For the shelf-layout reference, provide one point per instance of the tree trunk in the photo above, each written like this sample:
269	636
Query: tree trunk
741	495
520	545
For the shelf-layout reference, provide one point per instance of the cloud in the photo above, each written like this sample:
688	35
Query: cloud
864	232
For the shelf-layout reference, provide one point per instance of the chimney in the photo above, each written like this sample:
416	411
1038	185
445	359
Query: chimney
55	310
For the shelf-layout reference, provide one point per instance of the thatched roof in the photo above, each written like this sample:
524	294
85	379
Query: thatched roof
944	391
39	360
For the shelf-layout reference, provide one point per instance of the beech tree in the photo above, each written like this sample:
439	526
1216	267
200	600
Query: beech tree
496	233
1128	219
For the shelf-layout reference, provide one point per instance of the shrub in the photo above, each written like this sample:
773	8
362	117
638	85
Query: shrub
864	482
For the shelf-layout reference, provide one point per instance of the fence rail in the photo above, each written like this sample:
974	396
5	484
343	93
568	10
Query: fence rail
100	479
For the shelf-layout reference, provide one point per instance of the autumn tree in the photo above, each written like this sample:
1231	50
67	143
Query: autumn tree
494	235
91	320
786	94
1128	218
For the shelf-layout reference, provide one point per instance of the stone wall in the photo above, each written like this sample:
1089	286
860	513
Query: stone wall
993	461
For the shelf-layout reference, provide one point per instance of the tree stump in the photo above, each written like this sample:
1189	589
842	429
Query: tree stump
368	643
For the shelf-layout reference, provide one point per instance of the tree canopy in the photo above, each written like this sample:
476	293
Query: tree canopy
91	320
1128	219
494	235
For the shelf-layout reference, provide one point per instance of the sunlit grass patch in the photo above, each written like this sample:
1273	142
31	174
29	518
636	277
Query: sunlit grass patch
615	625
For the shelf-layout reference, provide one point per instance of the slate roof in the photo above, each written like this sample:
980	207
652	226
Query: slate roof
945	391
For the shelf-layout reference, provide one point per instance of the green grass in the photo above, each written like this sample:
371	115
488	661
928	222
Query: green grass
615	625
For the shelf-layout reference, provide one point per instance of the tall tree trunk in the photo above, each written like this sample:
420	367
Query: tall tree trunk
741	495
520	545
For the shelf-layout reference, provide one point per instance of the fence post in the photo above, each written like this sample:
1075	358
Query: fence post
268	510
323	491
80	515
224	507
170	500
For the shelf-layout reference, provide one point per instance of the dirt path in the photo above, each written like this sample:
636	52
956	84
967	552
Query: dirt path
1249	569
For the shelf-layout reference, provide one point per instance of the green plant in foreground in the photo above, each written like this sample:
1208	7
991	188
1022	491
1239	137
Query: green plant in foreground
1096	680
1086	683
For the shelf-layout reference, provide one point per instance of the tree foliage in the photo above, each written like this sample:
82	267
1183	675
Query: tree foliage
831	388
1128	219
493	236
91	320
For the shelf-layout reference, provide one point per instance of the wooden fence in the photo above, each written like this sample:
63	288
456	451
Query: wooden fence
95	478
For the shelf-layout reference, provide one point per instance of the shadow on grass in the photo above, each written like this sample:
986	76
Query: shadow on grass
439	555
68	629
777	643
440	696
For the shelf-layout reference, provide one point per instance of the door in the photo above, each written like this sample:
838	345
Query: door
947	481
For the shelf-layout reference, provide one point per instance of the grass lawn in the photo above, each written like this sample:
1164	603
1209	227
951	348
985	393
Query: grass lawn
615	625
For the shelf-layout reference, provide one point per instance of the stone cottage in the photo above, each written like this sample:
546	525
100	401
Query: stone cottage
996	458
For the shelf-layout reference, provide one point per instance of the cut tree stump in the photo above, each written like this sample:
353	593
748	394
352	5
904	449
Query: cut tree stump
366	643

==

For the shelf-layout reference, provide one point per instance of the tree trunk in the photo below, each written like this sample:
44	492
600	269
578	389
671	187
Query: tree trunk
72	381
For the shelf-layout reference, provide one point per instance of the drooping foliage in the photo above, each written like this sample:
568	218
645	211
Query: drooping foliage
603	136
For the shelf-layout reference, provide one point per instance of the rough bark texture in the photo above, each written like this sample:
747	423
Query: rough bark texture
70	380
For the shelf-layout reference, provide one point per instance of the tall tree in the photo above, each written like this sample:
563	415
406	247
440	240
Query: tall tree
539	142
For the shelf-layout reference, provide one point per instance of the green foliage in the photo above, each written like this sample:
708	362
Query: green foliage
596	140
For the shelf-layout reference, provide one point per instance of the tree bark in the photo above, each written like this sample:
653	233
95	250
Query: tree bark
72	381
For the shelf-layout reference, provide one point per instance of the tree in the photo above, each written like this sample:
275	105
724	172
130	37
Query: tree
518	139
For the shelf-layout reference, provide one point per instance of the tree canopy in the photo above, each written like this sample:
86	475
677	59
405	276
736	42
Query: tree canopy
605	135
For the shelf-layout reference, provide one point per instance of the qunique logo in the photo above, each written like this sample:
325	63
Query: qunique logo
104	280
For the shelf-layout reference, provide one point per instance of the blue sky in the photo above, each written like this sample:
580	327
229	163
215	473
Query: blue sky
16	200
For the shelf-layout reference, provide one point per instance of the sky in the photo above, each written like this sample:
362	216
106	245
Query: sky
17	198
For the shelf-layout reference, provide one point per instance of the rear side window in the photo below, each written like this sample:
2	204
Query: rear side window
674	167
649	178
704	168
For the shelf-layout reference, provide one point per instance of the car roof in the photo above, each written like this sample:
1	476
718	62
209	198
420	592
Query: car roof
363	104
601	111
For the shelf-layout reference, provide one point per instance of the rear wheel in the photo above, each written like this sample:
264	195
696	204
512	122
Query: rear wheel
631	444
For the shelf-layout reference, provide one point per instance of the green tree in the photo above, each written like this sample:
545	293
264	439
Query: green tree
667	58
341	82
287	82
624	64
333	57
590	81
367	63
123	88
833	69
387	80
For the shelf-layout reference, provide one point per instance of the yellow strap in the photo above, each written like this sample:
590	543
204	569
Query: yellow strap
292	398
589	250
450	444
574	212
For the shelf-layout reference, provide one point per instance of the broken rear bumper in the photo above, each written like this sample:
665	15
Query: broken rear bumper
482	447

---

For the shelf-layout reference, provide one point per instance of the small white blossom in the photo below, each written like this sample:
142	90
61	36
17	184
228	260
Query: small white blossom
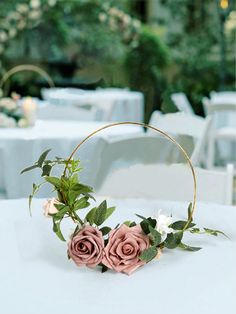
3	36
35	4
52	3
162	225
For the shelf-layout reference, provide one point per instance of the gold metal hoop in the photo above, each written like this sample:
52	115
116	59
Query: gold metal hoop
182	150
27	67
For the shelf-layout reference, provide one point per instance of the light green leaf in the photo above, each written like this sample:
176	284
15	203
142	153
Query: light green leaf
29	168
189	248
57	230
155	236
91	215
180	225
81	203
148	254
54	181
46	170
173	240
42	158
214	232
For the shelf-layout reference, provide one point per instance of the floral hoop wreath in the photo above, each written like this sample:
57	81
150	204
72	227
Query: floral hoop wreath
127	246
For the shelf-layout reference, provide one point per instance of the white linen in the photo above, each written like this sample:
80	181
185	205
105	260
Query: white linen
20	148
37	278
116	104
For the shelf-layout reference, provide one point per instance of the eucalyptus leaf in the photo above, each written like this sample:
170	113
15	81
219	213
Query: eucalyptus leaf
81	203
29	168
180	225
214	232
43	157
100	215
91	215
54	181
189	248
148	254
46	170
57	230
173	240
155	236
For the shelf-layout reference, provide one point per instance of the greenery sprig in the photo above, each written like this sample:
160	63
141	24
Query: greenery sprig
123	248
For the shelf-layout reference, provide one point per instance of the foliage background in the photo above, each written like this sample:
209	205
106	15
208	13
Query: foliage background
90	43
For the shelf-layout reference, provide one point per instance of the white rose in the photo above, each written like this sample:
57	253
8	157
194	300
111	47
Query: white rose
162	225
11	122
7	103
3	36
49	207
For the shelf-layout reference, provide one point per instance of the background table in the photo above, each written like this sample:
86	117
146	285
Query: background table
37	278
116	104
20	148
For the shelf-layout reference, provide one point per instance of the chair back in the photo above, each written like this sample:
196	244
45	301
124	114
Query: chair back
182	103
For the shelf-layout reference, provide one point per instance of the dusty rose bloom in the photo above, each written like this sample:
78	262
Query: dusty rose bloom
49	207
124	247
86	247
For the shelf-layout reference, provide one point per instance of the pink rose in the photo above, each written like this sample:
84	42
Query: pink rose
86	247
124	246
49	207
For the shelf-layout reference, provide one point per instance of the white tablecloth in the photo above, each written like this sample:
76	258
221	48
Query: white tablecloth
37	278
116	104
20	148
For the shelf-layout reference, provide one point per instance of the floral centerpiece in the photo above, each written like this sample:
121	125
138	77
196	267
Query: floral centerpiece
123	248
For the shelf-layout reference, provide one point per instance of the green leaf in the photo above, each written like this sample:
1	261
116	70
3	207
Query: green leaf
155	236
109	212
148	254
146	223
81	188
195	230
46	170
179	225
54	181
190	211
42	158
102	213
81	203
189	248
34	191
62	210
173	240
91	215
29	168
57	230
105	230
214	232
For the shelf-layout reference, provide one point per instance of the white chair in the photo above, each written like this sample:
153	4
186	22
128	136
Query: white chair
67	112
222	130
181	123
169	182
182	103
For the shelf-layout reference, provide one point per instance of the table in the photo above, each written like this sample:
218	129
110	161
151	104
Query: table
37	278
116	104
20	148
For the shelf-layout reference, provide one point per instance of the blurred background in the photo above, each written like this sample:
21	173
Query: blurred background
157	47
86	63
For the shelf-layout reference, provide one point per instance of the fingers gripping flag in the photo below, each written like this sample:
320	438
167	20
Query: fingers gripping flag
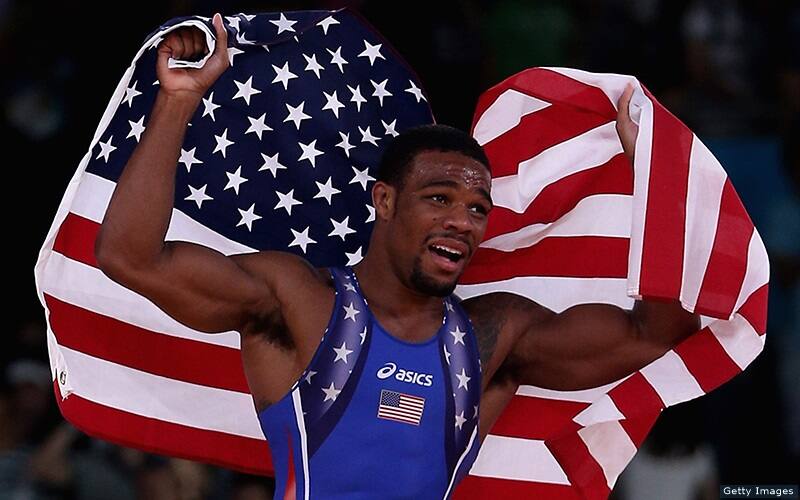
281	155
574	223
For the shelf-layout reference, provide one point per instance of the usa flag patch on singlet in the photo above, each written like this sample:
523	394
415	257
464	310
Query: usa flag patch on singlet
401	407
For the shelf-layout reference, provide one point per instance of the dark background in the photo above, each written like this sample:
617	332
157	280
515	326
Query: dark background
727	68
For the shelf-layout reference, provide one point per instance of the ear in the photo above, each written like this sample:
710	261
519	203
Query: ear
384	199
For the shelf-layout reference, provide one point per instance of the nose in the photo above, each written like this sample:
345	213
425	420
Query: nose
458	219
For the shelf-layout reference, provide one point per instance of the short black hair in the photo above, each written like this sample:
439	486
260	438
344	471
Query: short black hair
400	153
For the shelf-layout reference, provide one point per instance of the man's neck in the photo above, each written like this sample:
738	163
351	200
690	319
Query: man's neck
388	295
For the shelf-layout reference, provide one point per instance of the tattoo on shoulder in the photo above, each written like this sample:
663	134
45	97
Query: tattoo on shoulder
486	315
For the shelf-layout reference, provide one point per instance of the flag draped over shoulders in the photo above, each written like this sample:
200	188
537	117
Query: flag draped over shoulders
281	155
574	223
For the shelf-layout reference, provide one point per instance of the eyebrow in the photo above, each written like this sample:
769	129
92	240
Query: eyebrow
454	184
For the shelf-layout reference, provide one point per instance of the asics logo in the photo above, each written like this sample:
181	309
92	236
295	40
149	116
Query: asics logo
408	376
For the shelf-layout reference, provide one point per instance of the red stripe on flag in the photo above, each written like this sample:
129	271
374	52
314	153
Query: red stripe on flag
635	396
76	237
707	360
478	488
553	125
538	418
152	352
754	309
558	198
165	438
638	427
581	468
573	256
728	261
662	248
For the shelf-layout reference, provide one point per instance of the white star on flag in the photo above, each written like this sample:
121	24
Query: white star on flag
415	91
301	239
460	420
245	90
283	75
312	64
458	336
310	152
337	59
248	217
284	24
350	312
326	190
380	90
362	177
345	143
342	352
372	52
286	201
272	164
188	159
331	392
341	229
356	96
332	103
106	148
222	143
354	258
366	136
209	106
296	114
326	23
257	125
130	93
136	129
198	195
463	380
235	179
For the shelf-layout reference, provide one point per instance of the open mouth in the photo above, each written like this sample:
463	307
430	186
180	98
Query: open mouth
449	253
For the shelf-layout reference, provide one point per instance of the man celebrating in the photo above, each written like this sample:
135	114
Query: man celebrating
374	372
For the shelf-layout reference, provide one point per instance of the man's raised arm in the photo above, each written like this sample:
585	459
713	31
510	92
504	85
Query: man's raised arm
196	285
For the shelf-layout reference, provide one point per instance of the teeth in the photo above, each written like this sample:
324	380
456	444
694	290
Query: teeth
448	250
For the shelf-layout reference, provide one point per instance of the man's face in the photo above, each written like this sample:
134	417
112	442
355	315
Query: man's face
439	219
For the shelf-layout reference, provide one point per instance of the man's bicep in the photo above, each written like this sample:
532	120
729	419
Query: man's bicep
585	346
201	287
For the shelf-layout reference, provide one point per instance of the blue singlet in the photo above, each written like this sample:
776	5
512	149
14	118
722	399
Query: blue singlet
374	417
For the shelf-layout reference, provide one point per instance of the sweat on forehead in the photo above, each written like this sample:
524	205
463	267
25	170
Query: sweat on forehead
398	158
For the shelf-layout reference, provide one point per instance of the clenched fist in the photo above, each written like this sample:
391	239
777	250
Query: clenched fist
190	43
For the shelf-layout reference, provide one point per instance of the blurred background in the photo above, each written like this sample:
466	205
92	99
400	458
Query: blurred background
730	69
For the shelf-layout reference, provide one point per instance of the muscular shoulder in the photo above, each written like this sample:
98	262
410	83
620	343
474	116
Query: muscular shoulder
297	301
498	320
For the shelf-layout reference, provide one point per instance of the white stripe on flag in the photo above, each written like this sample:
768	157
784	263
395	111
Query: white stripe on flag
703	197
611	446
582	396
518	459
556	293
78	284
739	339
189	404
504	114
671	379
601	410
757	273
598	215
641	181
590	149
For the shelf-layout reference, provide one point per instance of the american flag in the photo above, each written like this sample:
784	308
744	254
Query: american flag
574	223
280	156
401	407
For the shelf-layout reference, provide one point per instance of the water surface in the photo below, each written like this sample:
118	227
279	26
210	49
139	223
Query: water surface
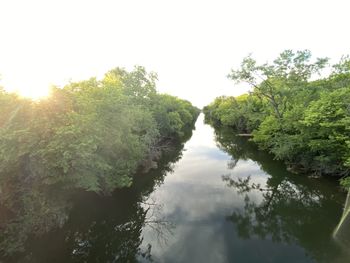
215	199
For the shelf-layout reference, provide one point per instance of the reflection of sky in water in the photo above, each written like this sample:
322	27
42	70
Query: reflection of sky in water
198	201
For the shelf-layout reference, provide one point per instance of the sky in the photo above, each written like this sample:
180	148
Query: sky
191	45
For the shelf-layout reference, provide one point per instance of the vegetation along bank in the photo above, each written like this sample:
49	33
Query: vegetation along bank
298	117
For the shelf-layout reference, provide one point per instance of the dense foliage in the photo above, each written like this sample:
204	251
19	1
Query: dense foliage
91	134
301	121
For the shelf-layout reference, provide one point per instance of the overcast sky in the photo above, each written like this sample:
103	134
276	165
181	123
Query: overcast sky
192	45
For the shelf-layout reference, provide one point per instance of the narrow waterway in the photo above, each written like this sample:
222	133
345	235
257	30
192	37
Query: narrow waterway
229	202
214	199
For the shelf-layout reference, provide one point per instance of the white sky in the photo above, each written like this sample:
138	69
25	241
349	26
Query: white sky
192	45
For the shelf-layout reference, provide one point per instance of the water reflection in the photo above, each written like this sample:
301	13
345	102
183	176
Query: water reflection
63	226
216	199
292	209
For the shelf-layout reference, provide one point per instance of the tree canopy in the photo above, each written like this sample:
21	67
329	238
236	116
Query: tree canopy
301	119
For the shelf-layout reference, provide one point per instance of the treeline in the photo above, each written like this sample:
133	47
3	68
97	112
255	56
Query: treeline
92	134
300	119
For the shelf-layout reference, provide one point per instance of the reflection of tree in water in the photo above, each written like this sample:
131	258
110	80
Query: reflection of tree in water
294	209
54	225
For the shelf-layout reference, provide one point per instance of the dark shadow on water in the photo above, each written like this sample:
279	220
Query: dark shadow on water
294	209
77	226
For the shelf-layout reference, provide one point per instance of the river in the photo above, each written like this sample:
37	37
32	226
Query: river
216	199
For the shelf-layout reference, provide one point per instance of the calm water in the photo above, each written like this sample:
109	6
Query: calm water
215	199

Task directions:
Pick out each line of the material above that contains the string "light", and copy those lines. Letter case counts.

Answer for this exercise:
For the shelf-layout reference, provide one point per instance of the light green leaf in the photo above, each written like this sample:
Query: light green leaf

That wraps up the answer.